[EXERCISE PROMPT] Pick out the lines below that contain the string "lane" and copy them all.

Saved entries

=== Begin Enclosure ===

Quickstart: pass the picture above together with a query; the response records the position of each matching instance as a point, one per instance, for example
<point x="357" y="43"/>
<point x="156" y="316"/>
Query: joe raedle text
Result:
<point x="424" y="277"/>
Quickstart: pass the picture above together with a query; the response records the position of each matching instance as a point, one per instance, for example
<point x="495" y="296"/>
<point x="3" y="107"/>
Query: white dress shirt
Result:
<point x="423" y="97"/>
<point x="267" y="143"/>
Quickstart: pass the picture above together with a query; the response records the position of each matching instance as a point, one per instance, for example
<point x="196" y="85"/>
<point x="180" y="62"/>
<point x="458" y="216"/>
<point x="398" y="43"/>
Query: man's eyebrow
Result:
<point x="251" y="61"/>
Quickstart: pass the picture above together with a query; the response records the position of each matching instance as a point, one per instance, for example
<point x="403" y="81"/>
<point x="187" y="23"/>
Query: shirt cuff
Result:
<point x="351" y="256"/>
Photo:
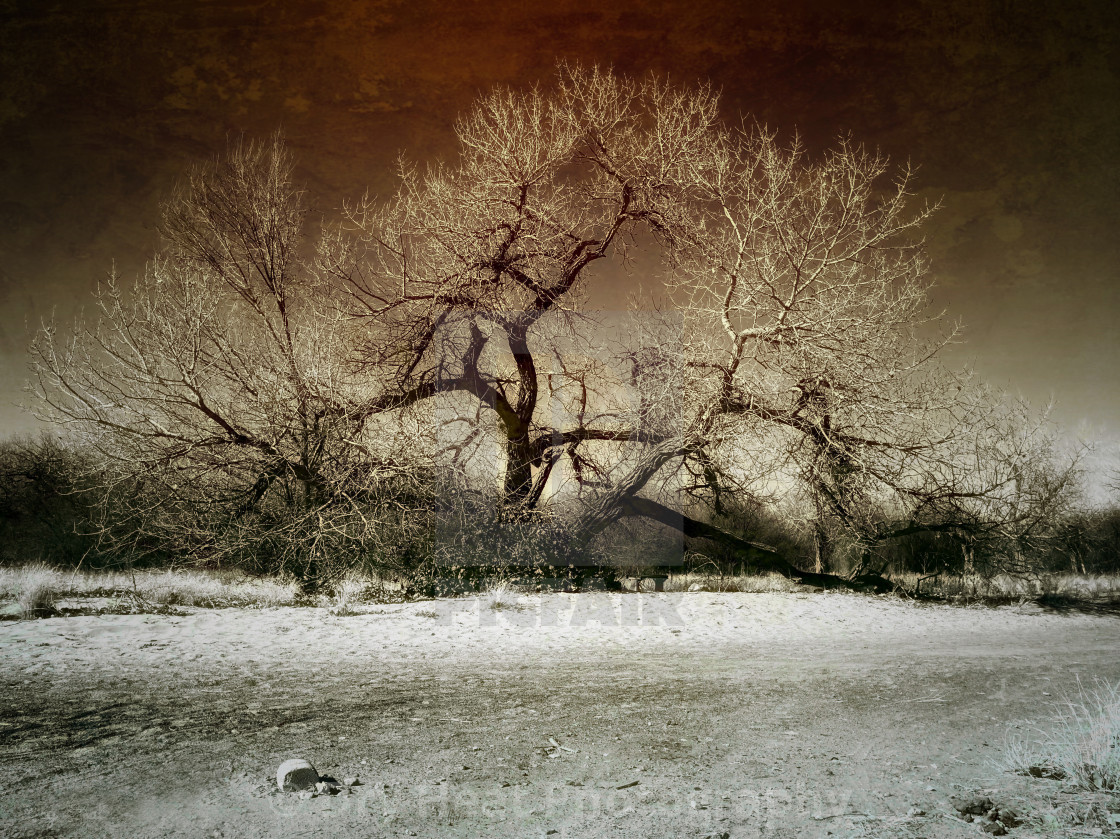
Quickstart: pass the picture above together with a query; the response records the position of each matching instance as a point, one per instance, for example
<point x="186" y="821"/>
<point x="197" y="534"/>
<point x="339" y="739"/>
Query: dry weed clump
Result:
<point x="500" y="595"/>
<point x="1083" y="748"/>
<point x="38" y="589"/>
<point x="35" y="589"/>
<point x="749" y="584"/>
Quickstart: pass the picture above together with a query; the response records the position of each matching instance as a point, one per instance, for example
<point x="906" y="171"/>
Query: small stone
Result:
<point x="296" y="775"/>
<point x="972" y="805"/>
<point x="1009" y="818"/>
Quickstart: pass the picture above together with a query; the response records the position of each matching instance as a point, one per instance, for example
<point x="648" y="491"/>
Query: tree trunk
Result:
<point x="757" y="556"/>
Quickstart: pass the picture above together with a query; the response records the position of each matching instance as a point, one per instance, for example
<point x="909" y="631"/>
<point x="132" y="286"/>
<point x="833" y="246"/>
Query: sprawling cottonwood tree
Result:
<point x="799" y="351"/>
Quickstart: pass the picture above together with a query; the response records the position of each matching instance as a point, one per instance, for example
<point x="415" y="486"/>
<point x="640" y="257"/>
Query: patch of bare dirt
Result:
<point x="596" y="715"/>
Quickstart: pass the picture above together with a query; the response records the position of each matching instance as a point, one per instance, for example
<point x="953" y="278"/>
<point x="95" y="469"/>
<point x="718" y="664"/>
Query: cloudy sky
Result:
<point x="1009" y="109"/>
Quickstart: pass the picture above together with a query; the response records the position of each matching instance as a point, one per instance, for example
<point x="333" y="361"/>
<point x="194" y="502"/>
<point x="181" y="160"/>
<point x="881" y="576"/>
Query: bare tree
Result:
<point x="215" y="390"/>
<point x="795" y="354"/>
<point x="472" y="271"/>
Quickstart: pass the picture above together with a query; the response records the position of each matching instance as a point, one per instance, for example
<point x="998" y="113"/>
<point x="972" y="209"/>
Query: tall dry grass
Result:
<point x="1082" y="747"/>
<point x="38" y="588"/>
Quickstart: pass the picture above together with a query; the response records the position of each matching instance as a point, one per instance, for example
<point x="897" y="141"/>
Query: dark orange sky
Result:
<point x="1010" y="110"/>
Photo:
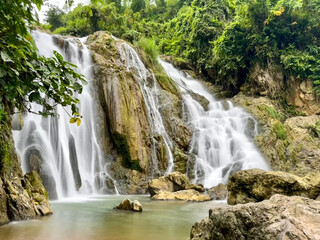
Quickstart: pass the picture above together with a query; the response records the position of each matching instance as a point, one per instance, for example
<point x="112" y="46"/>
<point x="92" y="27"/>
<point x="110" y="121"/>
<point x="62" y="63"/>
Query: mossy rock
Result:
<point x="121" y="142"/>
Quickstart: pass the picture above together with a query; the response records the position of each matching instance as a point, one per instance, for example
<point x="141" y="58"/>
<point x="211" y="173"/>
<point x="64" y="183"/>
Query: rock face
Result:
<point x="219" y="192"/>
<point x="295" y="140"/>
<point x="184" y="195"/>
<point x="135" y="149"/>
<point x="176" y="186"/>
<point x="257" y="185"/>
<point x="21" y="197"/>
<point x="281" y="217"/>
<point x="271" y="81"/>
<point x="130" y="205"/>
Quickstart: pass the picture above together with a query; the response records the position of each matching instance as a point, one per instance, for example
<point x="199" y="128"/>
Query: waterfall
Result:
<point x="222" y="140"/>
<point x="66" y="156"/>
<point x="150" y="91"/>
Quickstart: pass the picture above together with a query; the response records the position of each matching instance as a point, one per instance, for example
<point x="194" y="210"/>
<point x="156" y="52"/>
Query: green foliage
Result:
<point x="138" y="5"/>
<point x="223" y="39"/>
<point x="24" y="75"/>
<point x="315" y="130"/>
<point x="150" y="48"/>
<point x="121" y="142"/>
<point x="274" y="114"/>
<point x="280" y="131"/>
<point x="54" y="18"/>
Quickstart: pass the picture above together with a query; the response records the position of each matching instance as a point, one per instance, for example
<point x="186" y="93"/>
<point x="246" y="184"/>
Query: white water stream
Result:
<point x="67" y="157"/>
<point x="223" y="134"/>
<point x="150" y="91"/>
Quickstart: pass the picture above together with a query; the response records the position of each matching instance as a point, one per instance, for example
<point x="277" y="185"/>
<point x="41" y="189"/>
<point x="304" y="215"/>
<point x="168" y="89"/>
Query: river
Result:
<point x="93" y="218"/>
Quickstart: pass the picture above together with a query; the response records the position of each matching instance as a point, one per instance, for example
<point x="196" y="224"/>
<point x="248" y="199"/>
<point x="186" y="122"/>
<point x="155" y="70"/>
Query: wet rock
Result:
<point x="74" y="163"/>
<point x="21" y="197"/>
<point x="35" y="162"/>
<point x="105" y="184"/>
<point x="37" y="191"/>
<point x="129" y="205"/>
<point x="162" y="183"/>
<point x="281" y="217"/>
<point x="257" y="185"/>
<point x="201" y="100"/>
<point x="176" y="186"/>
<point x="290" y="145"/>
<point x="184" y="195"/>
<point x="173" y="182"/>
<point x="219" y="192"/>
<point x="3" y="205"/>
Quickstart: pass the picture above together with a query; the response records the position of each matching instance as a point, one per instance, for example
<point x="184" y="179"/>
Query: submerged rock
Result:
<point x="257" y="185"/>
<point x="281" y="217"/>
<point x="219" y="192"/>
<point x="184" y="195"/>
<point x="129" y="205"/>
<point x="176" y="186"/>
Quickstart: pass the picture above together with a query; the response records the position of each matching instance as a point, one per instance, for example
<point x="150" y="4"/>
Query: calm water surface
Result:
<point x="94" y="218"/>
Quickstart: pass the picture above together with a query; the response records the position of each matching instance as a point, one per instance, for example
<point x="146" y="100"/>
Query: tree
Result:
<point x="138" y="5"/>
<point x="25" y="76"/>
<point x="54" y="17"/>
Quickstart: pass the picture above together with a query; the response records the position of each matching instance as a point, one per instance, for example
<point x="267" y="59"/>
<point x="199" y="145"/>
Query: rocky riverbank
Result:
<point x="21" y="196"/>
<point x="260" y="212"/>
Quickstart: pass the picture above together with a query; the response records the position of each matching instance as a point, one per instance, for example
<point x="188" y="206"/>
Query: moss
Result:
<point x="280" y="131"/>
<point x="166" y="83"/>
<point x="273" y="113"/>
<point x="120" y="140"/>
<point x="5" y="150"/>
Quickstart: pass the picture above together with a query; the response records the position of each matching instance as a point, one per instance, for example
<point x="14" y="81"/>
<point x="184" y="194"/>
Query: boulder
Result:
<point x="129" y="205"/>
<point x="281" y="217"/>
<point x="173" y="182"/>
<point x="162" y="183"/>
<point x="219" y="192"/>
<point x="256" y="185"/>
<point x="184" y="195"/>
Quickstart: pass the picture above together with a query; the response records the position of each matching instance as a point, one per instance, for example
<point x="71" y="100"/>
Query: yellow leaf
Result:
<point x="78" y="121"/>
<point x="73" y="120"/>
<point x="278" y="13"/>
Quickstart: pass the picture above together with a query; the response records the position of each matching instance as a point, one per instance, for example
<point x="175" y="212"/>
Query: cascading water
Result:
<point x="222" y="135"/>
<point x="67" y="157"/>
<point x="150" y="91"/>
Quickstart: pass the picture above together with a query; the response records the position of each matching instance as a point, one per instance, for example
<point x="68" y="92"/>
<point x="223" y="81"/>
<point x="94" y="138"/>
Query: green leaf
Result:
<point x="5" y="57"/>
<point x="34" y="97"/>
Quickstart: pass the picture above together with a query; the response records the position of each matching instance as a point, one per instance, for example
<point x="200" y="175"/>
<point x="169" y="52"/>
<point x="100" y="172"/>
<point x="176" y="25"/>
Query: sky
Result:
<point x="59" y="3"/>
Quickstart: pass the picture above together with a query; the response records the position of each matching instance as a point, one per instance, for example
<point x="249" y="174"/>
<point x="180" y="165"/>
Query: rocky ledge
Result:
<point x="129" y="205"/>
<point x="176" y="186"/>
<point x="257" y="185"/>
<point x="280" y="217"/>
<point x="23" y="198"/>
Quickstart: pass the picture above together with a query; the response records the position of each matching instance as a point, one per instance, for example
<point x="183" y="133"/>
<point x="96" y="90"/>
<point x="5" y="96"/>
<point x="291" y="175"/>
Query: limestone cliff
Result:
<point x="288" y="112"/>
<point x="137" y="151"/>
<point x="21" y="197"/>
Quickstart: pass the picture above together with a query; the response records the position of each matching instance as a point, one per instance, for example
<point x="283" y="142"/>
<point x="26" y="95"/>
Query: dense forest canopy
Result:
<point x="27" y="77"/>
<point x="221" y="38"/>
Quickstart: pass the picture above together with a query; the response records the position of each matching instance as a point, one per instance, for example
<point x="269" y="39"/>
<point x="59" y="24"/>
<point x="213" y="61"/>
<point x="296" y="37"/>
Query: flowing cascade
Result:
<point x="222" y="140"/>
<point x="150" y="91"/>
<point x="66" y="156"/>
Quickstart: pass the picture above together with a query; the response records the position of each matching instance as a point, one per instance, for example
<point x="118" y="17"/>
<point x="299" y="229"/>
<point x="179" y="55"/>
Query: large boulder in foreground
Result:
<point x="256" y="185"/>
<point x="219" y="192"/>
<point x="129" y="205"/>
<point x="281" y="217"/>
<point x="176" y="186"/>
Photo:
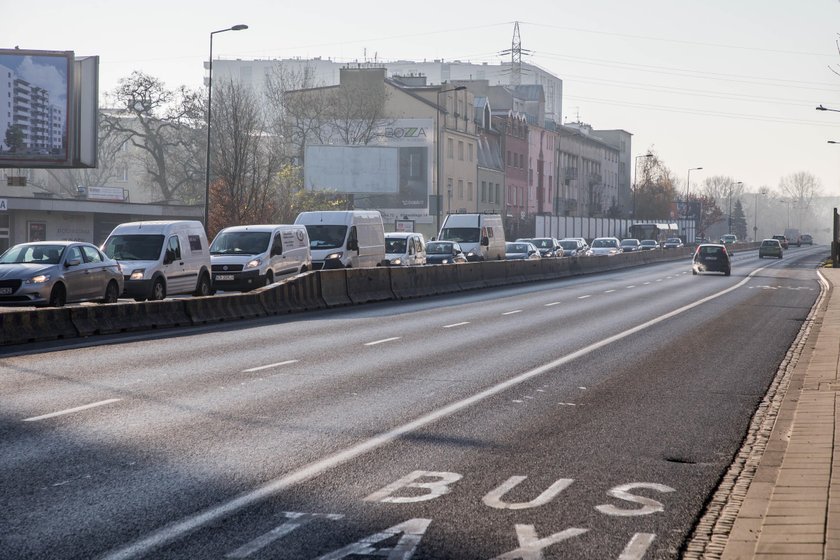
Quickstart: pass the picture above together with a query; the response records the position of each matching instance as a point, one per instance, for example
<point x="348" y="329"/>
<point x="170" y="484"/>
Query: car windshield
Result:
<point x="395" y="245"/>
<point x="461" y="235"/>
<point x="34" y="254"/>
<point x="439" y="249"/>
<point x="326" y="236"/>
<point x="134" y="247"/>
<point x="240" y="243"/>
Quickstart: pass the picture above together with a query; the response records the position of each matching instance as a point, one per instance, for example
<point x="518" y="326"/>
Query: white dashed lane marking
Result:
<point x="269" y="366"/>
<point x="384" y="340"/>
<point x="71" y="410"/>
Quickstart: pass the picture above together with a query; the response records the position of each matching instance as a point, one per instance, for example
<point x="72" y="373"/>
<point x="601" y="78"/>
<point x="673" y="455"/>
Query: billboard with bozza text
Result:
<point x="48" y="109"/>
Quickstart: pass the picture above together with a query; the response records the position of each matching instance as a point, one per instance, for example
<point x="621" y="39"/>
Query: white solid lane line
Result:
<point x="269" y="366"/>
<point x="375" y="342"/>
<point x="70" y="410"/>
<point x="173" y="531"/>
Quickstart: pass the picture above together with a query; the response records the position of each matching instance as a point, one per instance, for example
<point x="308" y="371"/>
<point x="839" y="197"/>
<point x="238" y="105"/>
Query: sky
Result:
<point x="727" y="85"/>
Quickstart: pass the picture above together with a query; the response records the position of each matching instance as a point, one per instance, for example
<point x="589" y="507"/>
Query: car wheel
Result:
<point x="112" y="293"/>
<point x="158" y="290"/>
<point x="58" y="296"/>
<point x="203" y="288"/>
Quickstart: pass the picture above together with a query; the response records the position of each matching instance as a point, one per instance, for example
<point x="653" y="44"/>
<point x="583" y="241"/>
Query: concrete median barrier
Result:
<point x="333" y="285"/>
<point x="305" y="292"/>
<point x="20" y="327"/>
<point x="469" y="276"/>
<point x="420" y="281"/>
<point x="494" y="273"/>
<point x="365" y="285"/>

=== End Enclosure ===

[TASK SOLUTION]
Query: white dashed lane marking
Query: white solid lane line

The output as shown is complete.